● Текст для чтения:
Средние значения δ15N в отложениях верхней перми и нижнего триаса Бореальной надобласти (1–5‰; Algeo et al., 2012; Knies et al., 2013; Захаров и др., 2019; настоящая работа) обычно выше таковых в разрезах Тетической надобласти (около 0‰; Luo et al., 2011; Захаров и др., 2018а, 2018б; Zakharov et al., 2018b). Причина этого различия неясна. Мы предварительно связываем это как с положением сравниваемых районов в разных климатических зонах, так и с большим развитием апвеллинговых систем в Бореальной надобласти в пермо-триасовое время.

СВЯЗЬ N- И С-ИЗОТОПНЫХ СОБЫТИЙ В ПОЗДНЕЙ ПЕРМИ И РАННЕМ ТРИАСЕ

Массовое вымирание морских и наземных организмов в конце перми является крупнейшим в фанерозое. Более половины всех семейств морских организмов, например, вымерло именно в это время (Yin, Song, 2013). Из большого числа предполагаемых причин (пусковых механизмов) позднепермского массового вымирания на рубеже перми и триаса в качестве основных чаще всего называют следующие, частично упомянутые выше: (1) летально высокие температуры, удерживающиеся в начале триаса (Knoll et al., 2007; Sun et al., 2012; Goudemand et al., 2013; Romano et al., 2013; Schobben et al., 2014; Joachimski et al., 2020), (2) влияние сибирского траппового вулканизма (Hermann et al., 2010; Korte, Kozur, 2010), (3) развитие бескислородных условий в океанах (Wignal, Hallam, 1992; Wignal, Twitchet, 1996, 2002; Isozaki, 1997; Kato et al., 2002; Бяков, Ведерников, 2007; Knoll et al., 2007; Bond, Wignal, 2010; Korte, Kozur, 2010; Dustira et al., 2013), (4) подводное выделение метана (например, Krull et al., 2000; Kaiho et al., 2009), (5) столкновение Земли с крупной кометой, вызвавшее длительные процессы в атмосфере и гидросфере, неблаготворно влиявшие на развитие биот (например, Kaiho et al., 2001, 2009; Лозовский, 2013), (6) развитие процессов выветривания в результате деградации лесов, поступление в океаны токсичных металлов (например, ртути) и сульфидов (Knoll et al., 2007; Kaiho et al., 2009; Grasby et al., 2013, 2018; Hammer et al., 2019). Эти предполагаемые пусковые механизмы или их следствия (как и многие другие) могли существенно влиять на процессы глобальных биогеохимических циклов, в том числе АБЦ.

(Фрагменты набора данных по указанию объектов)
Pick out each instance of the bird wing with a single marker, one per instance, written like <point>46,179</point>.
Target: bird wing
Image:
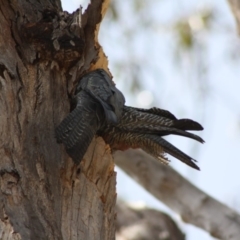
<point>77,130</point>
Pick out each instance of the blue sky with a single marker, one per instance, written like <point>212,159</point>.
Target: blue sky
<point>174,85</point>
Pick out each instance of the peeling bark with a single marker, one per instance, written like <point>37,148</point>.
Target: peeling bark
<point>43,195</point>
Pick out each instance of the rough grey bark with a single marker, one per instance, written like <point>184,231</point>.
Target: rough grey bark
<point>43,195</point>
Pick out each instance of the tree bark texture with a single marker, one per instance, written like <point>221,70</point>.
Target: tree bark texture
<point>193,205</point>
<point>43,195</point>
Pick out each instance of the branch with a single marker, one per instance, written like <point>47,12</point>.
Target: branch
<point>145,224</point>
<point>192,204</point>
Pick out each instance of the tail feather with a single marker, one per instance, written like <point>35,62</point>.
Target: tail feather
<point>164,131</point>
<point>175,152</point>
<point>156,111</point>
<point>187,124</point>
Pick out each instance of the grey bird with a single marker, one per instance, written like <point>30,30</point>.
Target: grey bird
<point>144,128</point>
<point>97,102</point>
<point>100,110</point>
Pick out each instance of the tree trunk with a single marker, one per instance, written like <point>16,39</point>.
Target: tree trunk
<point>43,195</point>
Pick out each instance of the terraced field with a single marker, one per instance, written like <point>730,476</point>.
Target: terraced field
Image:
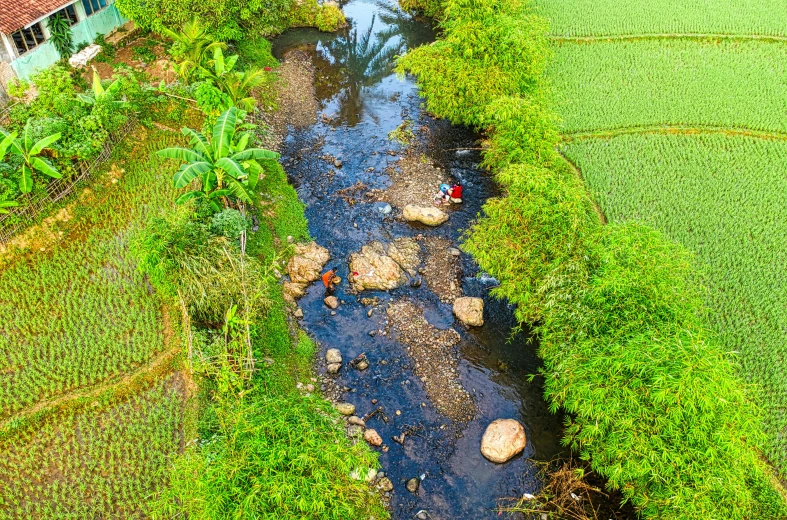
<point>687,133</point>
<point>91,401</point>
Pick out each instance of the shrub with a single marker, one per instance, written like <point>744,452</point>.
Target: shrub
<point>652,401</point>
<point>229,223</point>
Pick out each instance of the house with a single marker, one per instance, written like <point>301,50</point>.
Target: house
<point>24,38</point>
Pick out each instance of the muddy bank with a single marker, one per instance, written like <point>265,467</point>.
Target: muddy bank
<point>432,384</point>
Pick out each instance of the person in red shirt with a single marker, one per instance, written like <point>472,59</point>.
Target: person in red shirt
<point>455,192</point>
<point>327,280</point>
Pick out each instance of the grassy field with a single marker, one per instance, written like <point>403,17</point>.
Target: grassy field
<point>92,463</point>
<point>687,135</point>
<point>78,313</point>
<point>643,17</point>
<point>623,84</point>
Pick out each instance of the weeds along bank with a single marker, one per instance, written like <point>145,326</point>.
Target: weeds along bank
<point>149,368</point>
<point>653,399</point>
<point>685,133</point>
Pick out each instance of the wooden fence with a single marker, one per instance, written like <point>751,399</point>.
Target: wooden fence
<point>31,206</point>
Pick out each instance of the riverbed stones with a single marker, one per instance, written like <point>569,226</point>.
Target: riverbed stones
<point>385,484</point>
<point>292,291</point>
<point>354,419</point>
<point>502,440</point>
<point>372,437</point>
<point>434,360</point>
<point>407,253</point>
<point>470,311</point>
<point>345,408</point>
<point>373,269</point>
<point>425,215</point>
<point>308,261</point>
<point>333,355</point>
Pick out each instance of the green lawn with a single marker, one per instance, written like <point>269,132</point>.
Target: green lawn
<point>633,17</point>
<point>623,84</point>
<point>705,184</point>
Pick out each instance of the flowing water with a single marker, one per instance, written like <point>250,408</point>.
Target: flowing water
<point>363,101</point>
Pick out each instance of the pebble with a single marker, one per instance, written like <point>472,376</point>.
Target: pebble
<point>386,484</point>
<point>372,437</point>
<point>345,408</point>
<point>333,355</point>
<point>354,419</point>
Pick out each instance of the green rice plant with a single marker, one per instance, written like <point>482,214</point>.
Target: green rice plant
<point>88,314</point>
<point>725,199</point>
<point>101,462</point>
<point>653,399</point>
<point>643,17</point>
<point>612,85</point>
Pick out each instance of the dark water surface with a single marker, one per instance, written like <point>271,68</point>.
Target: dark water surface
<point>364,101</point>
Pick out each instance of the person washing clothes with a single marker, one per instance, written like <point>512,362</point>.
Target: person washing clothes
<point>455,193</point>
<point>449,194</point>
<point>327,280</point>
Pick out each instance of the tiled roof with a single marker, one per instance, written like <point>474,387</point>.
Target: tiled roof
<point>15,14</point>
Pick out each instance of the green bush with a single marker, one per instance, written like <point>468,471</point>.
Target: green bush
<point>229,223</point>
<point>652,400</point>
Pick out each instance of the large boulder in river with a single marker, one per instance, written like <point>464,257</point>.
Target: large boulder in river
<point>470,311</point>
<point>373,269</point>
<point>503,439</point>
<point>428,216</point>
<point>307,263</point>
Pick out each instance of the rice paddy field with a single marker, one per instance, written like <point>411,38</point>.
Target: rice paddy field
<point>686,132</point>
<point>92,403</point>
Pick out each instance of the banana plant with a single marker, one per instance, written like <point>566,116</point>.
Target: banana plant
<point>235,84</point>
<point>224,164</point>
<point>99,93</point>
<point>29,152</point>
<point>192,47</point>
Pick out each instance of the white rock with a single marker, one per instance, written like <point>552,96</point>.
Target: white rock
<point>333,355</point>
<point>428,216</point>
<point>503,439</point>
<point>470,311</point>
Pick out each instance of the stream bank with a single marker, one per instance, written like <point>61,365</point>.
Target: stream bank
<point>432,385</point>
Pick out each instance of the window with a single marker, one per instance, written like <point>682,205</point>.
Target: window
<point>91,6</point>
<point>28,39</point>
<point>69,13</point>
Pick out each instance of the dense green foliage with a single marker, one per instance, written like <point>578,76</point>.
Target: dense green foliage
<point>643,17</point>
<point>643,83</point>
<point>653,401</point>
<point>726,199</point>
<point>230,20</point>
<point>92,463</point>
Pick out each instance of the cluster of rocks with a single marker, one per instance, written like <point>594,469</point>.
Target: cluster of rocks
<point>303,268</point>
<point>384,266</point>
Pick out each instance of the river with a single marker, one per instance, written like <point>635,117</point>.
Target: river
<point>359,102</point>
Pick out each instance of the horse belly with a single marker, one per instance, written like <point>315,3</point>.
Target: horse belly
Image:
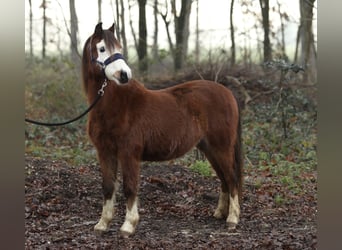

● Задания:
1/ Перечислите все причины позднепермского массового вымирания, которые в тексте для чтения названы основными.
2/ Выпишите записи без изменений, начиная с самого начала записей и заканчивая строкой, в которой стоит «<point>192,204</point>», включительно. Изображения в ответ не включайте.

● Ответы:
1/
1. Летально высокие температуры, удерживающиеся в начале триаса.
2. Влияние сибирского траппового вулканизма.
3. Развитие бескислородных условий в океанах.
4. Подводное выделение метана.
5. Столкновение Земли с крупной кометой, вызвавшее длительные процессы в атмосфере и гидросфере, неблаготворно влиявшие на развитие биот.
6. Развитие процессов выветривания в результате деградации лесов, поступление в океаны токсичных металлов (например, ртути) и сульфидов.

2/
Pick out each instance of the bird wing with a single marker, one per instance, written like <point>46,179</point>.
Target: bird wing
Image:
<point>77,130</point>
Pick out each instance of the blue sky with a single marker, one per instance, written like <point>212,159</point>.
Target: blue sky
<point>174,85</point>
Pick out each instance of the peeling bark with a single marker, one per instance, written like <point>37,148</point>.
Target: peeling bark
<point>43,195</point>
Pick out each instance of the rough grey bark with a single marker, one per instance, written like <point>184,231</point>.
Target: rough grey bark
<point>43,195</point>
Pick out each instance of the tree bark texture with a single marker, one per instance, written like <point>221,70</point>.
Target: tree bark texture
<point>193,205</point>
<point>43,195</point>
Pick out each instance of the branch with a single marker, one per instance, written like <point>47,12</point>.
Target: branch
<point>145,224</point>
<point>192,204</point>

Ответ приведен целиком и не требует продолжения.